Aristotle, in the fourth century BC, made the first ambitious attempt to articulate the rules of motion. An object falls in proportion to its weight-the heavier a rock, the sooner it will reach the ground. For other kinds of movement (pushing a book across a table or a plow across a field), a force must be constantly applied. The harder you push, the faster the object will go. Stop pushing and it will come to a halt.
It all sounds eminently sensible and obvious and, of course, is exactly wrong.
What if you place the book on a sheet of ice and give it a gentle shove? It will keep moving long after the impetus is removed. (Asked why an arrow keeps going after it leaves the bowstring, the Aristotelians said that it was pushed along by the incoming rush of air.) Now we know that something set in motion stays in motion until stopped by something else, or worn down by friction. And a one-pound weight and a five-pound weight, dropped at the same moment, will fall side by side to the ground. Galileo showed it was so.
It's entirely predictable that the great debunker of Aristotle-celebrated in a play by Bertolt Brecht, an opera by Philip Glass, and a pop song by the Indigo Girls-would come in for his own debunking. It is doubtful, historians tell us, that Galileo dropped two weights from the Leaning Tower of Pisa. Nor do they believe that he hit on his insight about pendulums-that each swing is of equal duration-while watching a certain chandelier in the cathedral of Pisa and timing it with his heartbeat.

## Jobs
A - According to the text on the rules of motion, why does a book on ice keep moving after a gentle shove? Explain in one to three sentences.
B - Output, word for word, the stretch of the text on the rules of motion from "Aristotle, in the" through "come to a halt.".
The records after this point are separate material, apart from the text on the rules of motion.

## Stored data

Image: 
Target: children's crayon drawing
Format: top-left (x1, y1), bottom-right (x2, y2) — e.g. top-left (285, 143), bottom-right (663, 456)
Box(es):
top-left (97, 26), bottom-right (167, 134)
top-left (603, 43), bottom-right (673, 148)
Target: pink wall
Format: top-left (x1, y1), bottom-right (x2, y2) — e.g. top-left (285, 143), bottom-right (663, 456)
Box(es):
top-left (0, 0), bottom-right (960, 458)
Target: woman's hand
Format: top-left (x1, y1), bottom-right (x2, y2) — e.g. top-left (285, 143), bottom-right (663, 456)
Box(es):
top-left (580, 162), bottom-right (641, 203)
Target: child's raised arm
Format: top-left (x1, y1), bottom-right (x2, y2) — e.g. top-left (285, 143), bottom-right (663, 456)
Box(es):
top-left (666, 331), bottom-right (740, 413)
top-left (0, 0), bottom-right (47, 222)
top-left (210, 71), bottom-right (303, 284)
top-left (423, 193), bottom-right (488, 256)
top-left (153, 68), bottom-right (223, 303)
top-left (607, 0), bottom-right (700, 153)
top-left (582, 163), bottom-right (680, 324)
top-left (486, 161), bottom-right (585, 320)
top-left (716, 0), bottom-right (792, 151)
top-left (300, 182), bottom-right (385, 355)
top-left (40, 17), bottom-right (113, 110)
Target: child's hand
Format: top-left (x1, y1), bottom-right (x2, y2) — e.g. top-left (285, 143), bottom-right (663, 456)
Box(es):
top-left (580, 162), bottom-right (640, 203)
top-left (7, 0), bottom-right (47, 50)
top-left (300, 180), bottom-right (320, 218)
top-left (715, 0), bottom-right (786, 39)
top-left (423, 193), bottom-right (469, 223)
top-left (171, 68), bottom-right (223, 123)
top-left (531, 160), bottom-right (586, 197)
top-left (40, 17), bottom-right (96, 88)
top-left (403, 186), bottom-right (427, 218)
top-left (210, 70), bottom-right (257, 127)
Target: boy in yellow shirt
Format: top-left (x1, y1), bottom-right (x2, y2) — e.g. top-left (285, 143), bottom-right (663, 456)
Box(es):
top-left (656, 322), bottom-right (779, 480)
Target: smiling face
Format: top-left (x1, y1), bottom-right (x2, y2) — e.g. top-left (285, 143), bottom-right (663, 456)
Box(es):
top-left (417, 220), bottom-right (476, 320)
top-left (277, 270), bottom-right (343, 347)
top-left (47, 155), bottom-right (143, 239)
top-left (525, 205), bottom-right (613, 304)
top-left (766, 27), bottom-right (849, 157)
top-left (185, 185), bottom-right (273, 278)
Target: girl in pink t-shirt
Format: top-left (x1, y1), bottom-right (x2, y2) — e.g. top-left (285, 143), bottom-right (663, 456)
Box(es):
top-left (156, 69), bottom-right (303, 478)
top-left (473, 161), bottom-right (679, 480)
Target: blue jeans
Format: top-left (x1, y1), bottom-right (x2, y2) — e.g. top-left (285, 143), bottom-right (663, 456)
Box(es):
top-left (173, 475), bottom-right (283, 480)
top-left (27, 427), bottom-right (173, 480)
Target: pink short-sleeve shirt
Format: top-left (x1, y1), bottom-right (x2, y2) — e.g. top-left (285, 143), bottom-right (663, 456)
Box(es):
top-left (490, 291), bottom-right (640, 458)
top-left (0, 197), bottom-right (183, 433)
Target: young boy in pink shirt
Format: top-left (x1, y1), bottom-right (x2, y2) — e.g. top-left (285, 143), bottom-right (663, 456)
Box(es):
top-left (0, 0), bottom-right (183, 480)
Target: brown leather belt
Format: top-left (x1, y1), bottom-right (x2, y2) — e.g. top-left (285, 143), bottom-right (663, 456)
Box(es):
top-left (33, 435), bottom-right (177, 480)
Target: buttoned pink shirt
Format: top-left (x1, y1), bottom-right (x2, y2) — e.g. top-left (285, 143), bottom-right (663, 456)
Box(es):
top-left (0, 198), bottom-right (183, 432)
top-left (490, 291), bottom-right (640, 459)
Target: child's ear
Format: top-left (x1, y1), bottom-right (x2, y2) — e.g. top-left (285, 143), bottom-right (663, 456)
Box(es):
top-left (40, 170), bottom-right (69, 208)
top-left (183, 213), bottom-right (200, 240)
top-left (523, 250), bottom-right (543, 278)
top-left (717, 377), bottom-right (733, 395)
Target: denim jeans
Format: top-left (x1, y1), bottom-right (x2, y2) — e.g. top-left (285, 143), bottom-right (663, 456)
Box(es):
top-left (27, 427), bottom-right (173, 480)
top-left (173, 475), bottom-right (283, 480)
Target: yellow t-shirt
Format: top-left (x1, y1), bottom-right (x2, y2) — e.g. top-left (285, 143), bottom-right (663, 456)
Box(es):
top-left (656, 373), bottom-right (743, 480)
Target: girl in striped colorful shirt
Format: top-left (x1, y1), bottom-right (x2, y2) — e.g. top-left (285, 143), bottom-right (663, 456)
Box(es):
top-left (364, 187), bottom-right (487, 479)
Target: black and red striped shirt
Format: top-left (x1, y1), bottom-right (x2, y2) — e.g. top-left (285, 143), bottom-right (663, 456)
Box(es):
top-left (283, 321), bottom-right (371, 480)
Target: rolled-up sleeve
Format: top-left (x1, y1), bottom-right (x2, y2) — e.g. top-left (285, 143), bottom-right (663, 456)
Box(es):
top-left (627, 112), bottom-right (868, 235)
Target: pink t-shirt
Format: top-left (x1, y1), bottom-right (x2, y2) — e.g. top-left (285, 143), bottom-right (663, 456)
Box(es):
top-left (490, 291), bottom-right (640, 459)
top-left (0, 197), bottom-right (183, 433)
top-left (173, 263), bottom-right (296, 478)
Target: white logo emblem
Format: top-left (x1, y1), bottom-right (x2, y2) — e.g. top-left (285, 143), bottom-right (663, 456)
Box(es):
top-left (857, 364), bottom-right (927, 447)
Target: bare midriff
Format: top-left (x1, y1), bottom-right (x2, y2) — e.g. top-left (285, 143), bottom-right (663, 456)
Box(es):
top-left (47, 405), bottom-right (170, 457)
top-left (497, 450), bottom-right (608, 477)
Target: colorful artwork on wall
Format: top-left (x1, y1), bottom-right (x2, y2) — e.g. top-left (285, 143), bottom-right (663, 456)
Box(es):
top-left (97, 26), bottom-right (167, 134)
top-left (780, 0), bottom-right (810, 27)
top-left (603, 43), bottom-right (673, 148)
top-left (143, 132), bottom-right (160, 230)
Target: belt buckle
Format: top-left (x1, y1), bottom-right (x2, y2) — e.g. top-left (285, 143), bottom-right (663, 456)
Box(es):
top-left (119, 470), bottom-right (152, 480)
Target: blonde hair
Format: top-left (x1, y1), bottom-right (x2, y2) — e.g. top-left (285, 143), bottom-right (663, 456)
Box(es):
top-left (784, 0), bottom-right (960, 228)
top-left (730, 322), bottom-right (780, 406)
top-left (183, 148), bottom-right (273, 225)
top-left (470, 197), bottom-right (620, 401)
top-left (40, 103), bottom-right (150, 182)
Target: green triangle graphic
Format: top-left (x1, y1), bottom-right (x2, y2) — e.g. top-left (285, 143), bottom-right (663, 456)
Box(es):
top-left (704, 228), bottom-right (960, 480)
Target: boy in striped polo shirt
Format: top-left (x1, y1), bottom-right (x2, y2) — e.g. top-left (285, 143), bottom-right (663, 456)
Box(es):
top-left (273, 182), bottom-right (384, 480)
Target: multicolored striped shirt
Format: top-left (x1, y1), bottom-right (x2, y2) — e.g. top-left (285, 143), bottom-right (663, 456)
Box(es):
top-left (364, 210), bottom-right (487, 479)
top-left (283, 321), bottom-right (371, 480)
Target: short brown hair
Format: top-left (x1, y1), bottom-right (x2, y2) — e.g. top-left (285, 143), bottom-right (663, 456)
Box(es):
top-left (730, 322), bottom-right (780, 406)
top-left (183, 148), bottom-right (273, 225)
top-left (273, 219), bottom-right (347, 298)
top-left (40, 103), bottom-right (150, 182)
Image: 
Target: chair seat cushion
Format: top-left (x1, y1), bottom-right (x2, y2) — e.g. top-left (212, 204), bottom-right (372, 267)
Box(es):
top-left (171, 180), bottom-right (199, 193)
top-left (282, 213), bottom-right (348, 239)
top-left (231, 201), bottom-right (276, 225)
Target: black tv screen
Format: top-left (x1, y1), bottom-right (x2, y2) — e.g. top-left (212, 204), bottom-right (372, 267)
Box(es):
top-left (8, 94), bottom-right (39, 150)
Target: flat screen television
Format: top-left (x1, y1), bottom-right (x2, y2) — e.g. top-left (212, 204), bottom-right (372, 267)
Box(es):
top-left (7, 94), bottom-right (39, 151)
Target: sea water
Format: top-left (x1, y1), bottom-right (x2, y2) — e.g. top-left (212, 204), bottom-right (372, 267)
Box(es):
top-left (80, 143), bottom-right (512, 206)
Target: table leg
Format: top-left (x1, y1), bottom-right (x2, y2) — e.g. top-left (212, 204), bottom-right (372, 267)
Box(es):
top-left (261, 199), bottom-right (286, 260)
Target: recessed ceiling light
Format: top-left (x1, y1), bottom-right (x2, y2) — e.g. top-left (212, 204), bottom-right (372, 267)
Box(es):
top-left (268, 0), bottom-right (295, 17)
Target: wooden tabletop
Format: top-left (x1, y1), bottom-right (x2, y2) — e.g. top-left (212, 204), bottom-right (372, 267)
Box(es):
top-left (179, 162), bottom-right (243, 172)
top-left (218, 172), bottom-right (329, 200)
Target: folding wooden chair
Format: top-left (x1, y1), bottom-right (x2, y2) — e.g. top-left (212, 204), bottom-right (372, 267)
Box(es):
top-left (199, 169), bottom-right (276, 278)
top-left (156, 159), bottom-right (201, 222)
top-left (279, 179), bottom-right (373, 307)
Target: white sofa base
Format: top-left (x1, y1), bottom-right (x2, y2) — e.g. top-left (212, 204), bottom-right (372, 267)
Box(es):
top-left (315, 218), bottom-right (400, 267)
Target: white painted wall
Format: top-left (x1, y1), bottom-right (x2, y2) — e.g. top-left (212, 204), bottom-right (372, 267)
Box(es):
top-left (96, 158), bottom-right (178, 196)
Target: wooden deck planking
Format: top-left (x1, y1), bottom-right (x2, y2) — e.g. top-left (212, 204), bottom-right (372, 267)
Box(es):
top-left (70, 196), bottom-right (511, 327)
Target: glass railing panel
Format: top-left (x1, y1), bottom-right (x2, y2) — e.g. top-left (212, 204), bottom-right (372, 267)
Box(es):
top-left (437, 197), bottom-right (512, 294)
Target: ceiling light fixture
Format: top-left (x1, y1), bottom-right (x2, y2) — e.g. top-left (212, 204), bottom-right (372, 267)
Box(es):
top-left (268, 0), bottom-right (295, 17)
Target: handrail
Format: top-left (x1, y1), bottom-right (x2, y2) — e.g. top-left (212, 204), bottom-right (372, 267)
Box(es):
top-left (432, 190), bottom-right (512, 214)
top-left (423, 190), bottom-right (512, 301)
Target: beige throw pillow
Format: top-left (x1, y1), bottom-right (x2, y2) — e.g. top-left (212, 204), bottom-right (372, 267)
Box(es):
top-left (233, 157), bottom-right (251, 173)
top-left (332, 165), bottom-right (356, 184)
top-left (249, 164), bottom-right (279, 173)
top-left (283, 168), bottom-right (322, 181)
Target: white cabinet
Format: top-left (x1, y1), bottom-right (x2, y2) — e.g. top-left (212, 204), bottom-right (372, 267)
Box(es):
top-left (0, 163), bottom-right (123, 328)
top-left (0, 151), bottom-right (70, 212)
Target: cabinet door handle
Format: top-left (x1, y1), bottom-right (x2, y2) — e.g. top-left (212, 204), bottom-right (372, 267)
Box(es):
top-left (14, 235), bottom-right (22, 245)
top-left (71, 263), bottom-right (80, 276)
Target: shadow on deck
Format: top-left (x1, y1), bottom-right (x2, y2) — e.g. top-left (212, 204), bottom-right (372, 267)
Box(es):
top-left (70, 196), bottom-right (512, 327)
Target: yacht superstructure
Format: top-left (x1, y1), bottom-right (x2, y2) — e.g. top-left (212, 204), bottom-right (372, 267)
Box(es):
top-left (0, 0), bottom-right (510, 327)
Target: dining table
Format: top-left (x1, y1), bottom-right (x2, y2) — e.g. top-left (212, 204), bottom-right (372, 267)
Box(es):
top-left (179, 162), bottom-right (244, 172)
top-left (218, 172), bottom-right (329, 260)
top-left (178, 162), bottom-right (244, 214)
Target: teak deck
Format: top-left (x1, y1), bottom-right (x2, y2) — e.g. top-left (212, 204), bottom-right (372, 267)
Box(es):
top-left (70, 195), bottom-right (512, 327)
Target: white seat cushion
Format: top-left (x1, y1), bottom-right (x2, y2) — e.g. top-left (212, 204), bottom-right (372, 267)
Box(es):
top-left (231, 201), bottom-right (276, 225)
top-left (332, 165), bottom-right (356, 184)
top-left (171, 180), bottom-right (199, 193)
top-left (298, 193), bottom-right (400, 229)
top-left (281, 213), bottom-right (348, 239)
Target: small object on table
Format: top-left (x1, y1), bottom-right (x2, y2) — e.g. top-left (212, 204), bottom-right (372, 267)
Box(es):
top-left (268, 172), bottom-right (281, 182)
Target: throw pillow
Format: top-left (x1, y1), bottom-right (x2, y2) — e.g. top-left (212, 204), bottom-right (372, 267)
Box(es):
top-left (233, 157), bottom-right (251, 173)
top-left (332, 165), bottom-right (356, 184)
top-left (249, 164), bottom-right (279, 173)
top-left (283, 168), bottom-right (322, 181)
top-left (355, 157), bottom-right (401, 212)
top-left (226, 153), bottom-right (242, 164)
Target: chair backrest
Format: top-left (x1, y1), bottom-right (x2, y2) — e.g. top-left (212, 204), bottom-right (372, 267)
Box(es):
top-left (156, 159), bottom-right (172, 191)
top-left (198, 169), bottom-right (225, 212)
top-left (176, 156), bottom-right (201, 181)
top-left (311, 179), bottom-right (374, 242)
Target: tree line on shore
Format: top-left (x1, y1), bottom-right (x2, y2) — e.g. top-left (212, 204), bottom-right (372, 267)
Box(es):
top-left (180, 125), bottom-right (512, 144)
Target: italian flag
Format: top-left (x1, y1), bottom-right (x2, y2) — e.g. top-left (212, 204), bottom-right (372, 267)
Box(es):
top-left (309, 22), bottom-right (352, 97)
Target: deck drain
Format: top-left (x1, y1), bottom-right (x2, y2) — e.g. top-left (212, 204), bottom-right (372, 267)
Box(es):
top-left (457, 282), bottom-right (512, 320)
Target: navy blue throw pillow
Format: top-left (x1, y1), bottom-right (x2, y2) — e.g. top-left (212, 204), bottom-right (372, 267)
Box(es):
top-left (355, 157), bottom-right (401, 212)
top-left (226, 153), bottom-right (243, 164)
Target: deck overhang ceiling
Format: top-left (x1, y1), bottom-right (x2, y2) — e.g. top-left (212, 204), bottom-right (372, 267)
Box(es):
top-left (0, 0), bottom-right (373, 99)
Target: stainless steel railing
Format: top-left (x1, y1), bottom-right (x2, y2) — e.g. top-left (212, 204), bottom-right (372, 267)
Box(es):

## Answers given
A - An object set in motion stays in motion until something else stops it or friction wears it down. So the book keeps going long after the push is removed.

B -
Aristotle, in the fourth century BC, made the first ambitious attempt to articulate the rules of motion. An object falls in proportion to its weight-the heavier a rock, the sooner it will reach the ground. For other kinds of movement (pushing a book across a table or a plow across a field), a force must be constantly applied. The harder you push, the faster the object will go. Stop pushing and it will come to a halt.